### Text extract

%%

The period during which a stock option may be exercised shall be determined by the Committee at the time of option grant and may not extend more than 10 years from the date of grant. An option or portion thereof that is not exercised before expiration of the applicable option period shall terminate. An option agreement may provide for the exercise of an option within 90 days after the employment of an employee or the status of an individual as a director has terminated for any reason, except that the period may be extended to one year in the case of death or disability. The 2005 Stock Plan shall expire, and no further grants shall be made, 10 years after its approval by the shareholders.
The aggregate fair market value of ISOs granted to an employee under the 2005 Stock Plan which first becomes exercisable in any calendar year may not exceed $100,000.

%%

### Source excerpt
%%

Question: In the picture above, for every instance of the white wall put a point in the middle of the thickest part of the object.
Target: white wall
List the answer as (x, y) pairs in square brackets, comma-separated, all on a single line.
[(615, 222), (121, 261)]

%%

### Given exercise
Answer these questions from the stock plan excerpt:
1. At most, how far from the date of grant may the period for exercising a stock option extend?
2. In a case of death or disability, how long may the period for exercising an option after termination be extended?
3. What limit applies to the aggregate fair market value of ISOs granted to an employee that first become exercisable in any calendar year?

### Result for this exercise
1. 10 years.
2. One year.
3. $100,000.